Ma qualora la donna fosse risultata ‘sterile’ cosa accadeva? Era fondamentale per l’uomo assicurare che qualcuno potesse ricevere l’eredità di famiglia; così come ai giorni nostri (ma con le dovute distinzioni), esisteva anche allora la possibilità di adottare un figlio. L’istituto dell’adozione era praticato in Atene e la storica francese enumera una serie di fonti (Lisia, Demostene) che comprovano l’esistenza dello stesso. Non tutti potevano adottare, ma soltanto chi non avesse già un figlio maschio ed era importante, anche, che il padre del bambino adottato, giudicando l’eredità concessa dal ‘nuovo padre’, ritenesse l’adozione giusta e lecita. Ovviamente il bambino adottato non riceveva il nome di famiglia, ma soltanto l’eredità (spesso quest’ultima era motivo di diverse cause giudiziarie come dimostrato dalle diverse orazioni giunteci).

Passiamo ora a trattare la nascita dei figli e la descrizione dei momenti ludici e educativi che attendevano i giovanissimi rampolli degli ateniesi.

Quando nascevano i neonati, differentemente dalle nostre usanze e abitudini, venivano portati via dalla madre e dati, durante i primissimi giorni della loro vita, al padre che rappresentava la prima figura ‘guida’ del bambino o bambina; questo accadeva perché ad Atene si credeva che il sangue della donna, dopo il parto, risultasse essere ‘impuro’ e che lei necessitasse di diversi giorni di convalescenza per poter tornare operativa ed allattare il figlio o la figlia.

Ma la primissima separazione del neonato dalla madre non era dettata soltanto da un motivo, diremmo, ‘sanitario’, ma anche da riti e credenze che erano finalizzati a presentare il figlio o la figlia alla famiglia e ai conoscenti e a farlo o farla accettare dalla società stessa.

L’iniziale funzione del padre era legata a dei rituali che scandivano le prime fasi di vita del neonato, ovvero le Anfidromie, la Dekàte e la presentazione alla Fratria.
Le Anfidromie erano rituali finalizzati a presentare il neonato ad un numero esiguo di persone (solitamente soltanto la famiglia!) e prevedevano che il padre, dopo aver fatto collocare un focolare, ci girasse intorno tenendo in braccio il proprio figlio ed in seguito egli ordinasse un banchetto per onorare il nuovo nato ed eseguisse dei sacrifici.
La
Dekàte era praticata, stando alla titolatura della stessa cerimonia, il decimo giorno dalla nascita del figlio o della figlia; era un rituale destinato a presentare il neonato ad una cerchia più ampia di persone, non soltanto la famiglia, ma anche conoscenti ed amici. Inoltre, è fondamentale sottolineare che durante questa cerimonia, il figlio assumeva il nome di famiglia che, solitamente, era lo stesso del nonno (ma come spiega Jouanna, citando diverse fonti, ad Atene c’erano casi in cui i figli prendessero un nome diverso da quello del nonno; spesso erano nomi che avevano dei significati epidittici: ad esempio, Aristofane era colui che ‘eccellente si mostrava’).

## Dati forniti
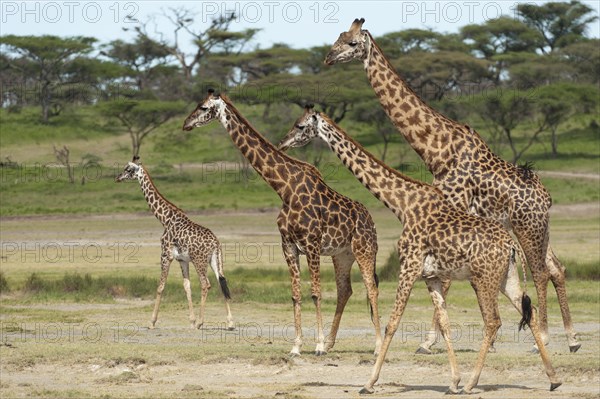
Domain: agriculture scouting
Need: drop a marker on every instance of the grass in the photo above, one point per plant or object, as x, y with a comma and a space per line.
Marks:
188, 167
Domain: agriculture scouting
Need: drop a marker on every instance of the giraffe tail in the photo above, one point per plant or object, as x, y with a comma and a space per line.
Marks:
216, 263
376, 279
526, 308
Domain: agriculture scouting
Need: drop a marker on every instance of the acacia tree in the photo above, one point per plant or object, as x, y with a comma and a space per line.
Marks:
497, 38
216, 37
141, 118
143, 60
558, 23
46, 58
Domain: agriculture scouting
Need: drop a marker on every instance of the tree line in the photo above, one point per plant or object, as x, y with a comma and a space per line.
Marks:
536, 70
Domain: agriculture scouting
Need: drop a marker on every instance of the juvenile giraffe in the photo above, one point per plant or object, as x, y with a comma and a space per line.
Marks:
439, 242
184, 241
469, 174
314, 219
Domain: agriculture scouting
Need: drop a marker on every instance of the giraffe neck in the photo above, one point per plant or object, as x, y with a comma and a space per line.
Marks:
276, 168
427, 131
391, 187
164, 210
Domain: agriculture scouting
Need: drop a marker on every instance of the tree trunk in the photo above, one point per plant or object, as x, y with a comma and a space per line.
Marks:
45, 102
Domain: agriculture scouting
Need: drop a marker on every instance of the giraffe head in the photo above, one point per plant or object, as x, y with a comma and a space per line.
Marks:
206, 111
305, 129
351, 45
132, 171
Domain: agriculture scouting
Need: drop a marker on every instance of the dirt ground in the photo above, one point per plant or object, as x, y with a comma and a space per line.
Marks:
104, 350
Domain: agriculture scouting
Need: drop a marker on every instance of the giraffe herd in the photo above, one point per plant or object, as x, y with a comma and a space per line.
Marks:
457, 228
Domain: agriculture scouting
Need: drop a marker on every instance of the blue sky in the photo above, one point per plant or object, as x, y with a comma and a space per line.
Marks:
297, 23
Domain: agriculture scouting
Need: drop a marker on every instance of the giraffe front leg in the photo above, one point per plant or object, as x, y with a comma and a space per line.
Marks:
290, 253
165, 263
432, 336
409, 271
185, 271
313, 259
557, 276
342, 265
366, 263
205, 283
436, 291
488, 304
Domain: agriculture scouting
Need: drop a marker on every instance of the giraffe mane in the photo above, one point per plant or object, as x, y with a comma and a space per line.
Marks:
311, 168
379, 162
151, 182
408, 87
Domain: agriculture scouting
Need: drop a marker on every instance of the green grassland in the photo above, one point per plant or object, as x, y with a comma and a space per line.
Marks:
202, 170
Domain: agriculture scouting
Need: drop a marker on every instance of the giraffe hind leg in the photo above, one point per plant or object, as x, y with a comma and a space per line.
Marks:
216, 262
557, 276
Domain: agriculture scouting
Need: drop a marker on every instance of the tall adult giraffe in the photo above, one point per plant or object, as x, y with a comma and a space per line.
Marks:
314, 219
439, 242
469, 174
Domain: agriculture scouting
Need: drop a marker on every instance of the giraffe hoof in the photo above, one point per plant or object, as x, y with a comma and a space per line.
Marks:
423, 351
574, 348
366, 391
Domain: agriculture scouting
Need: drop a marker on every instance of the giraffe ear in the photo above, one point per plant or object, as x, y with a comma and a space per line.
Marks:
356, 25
...
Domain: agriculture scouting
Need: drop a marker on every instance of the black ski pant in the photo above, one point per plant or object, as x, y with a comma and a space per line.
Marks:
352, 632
--
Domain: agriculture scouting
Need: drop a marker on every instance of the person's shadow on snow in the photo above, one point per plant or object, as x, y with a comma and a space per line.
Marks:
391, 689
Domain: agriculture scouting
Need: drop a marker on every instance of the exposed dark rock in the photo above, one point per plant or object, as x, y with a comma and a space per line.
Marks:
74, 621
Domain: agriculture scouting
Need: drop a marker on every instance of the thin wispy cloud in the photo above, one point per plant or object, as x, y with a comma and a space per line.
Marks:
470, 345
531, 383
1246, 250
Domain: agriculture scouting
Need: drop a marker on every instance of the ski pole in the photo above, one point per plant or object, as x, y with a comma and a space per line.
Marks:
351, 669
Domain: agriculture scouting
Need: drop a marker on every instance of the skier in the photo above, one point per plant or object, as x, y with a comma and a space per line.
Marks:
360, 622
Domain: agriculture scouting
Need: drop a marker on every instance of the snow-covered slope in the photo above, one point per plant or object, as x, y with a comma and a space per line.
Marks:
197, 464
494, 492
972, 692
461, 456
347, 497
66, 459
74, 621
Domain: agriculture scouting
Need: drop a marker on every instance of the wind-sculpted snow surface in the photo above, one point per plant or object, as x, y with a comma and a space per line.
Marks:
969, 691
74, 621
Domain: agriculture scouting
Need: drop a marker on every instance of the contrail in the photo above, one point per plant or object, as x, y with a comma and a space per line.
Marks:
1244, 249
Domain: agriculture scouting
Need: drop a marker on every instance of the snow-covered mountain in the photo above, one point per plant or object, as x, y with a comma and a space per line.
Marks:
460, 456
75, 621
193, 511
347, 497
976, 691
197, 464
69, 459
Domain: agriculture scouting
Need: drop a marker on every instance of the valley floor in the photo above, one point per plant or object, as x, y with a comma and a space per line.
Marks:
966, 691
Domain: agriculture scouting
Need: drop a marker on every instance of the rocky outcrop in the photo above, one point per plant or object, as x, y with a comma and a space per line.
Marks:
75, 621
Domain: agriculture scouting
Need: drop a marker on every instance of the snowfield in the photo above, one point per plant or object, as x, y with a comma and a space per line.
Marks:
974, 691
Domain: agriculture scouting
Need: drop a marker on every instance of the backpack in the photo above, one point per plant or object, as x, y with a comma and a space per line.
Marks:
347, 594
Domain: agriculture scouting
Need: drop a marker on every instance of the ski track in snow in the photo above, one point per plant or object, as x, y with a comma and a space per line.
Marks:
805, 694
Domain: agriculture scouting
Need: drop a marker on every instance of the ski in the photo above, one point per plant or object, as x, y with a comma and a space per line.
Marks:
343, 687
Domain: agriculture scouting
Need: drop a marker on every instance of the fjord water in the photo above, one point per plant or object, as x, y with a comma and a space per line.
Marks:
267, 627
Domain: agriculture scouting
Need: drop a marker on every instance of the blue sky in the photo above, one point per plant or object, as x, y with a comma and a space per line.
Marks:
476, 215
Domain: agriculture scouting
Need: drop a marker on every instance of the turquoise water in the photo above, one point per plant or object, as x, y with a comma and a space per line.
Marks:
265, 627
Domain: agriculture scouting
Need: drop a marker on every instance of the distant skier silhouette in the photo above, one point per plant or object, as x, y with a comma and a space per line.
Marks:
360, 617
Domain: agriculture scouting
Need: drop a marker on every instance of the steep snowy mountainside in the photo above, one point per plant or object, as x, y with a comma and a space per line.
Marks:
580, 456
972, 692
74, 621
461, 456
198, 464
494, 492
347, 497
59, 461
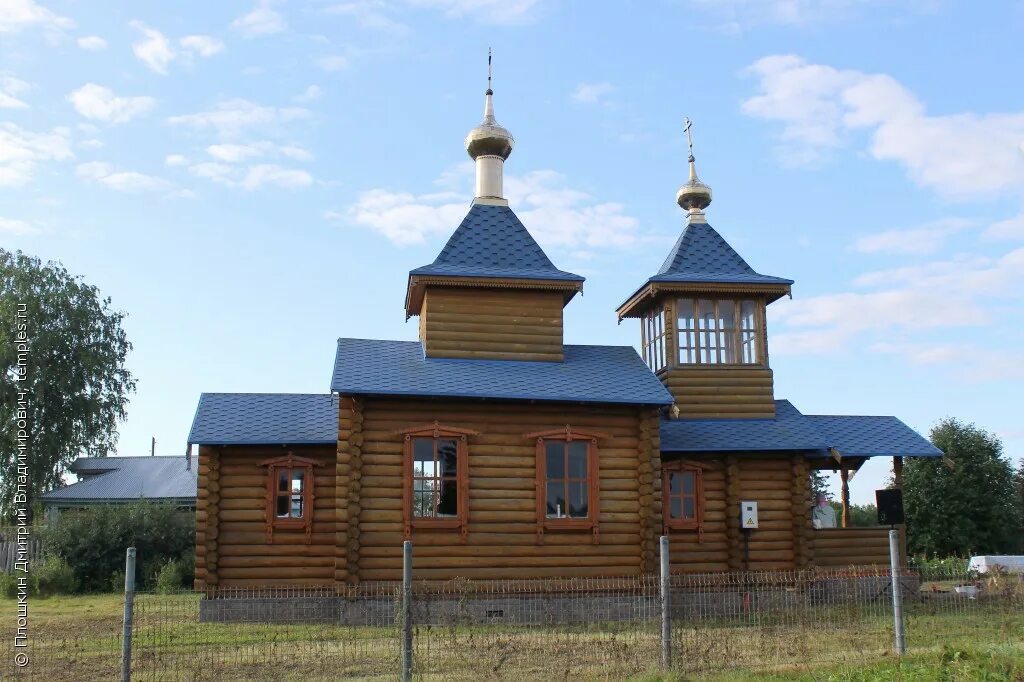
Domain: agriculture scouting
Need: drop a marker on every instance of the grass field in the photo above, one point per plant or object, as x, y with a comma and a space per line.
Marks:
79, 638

## Compiti dell'esercizio
a. Nel brano sulla famiglia nell'antica Atene, in quale giorno dalla nascita si celebrava la Dekàte?
b. Riprendi il brano sulla famiglia nell'antica Atene e proseguilo dal punto in cui si interrompe.

## Risultati attesi
a. Il decimo giorno dalla nascita del figlio o della figlia.

b.
Infine, c’era la presentazione alla Fratria (un gruppo di persone, di varia grandezza – solitamente medio-piccola -, che aveva una funzione religiosa) che avveniva durante il terzo giorno della festa delle Apaturie, durante il mese di Pianepsione (ottobre-novembre); questo rituale consacrava l’accettazione del neonato che era, al contempo, definito ‘legittimo’.

Dopo questo primissimo breve periodo, entrava in gioco la figura della madre e di tutto l’universo femminile. La tradizione letteraria ci ha tramandato la presenza, nel nucleo familiare, non soltanto della madre (come ovvio che sia), ma anche della nutrice. La madre aveva la funzione di allattare, quindi nutrire, il proprio il neonato, la nutrice, sia in contesti familiari aristocratici che in quelli più disagiati, assisteva la donna nella crescita del figlio o della figlia.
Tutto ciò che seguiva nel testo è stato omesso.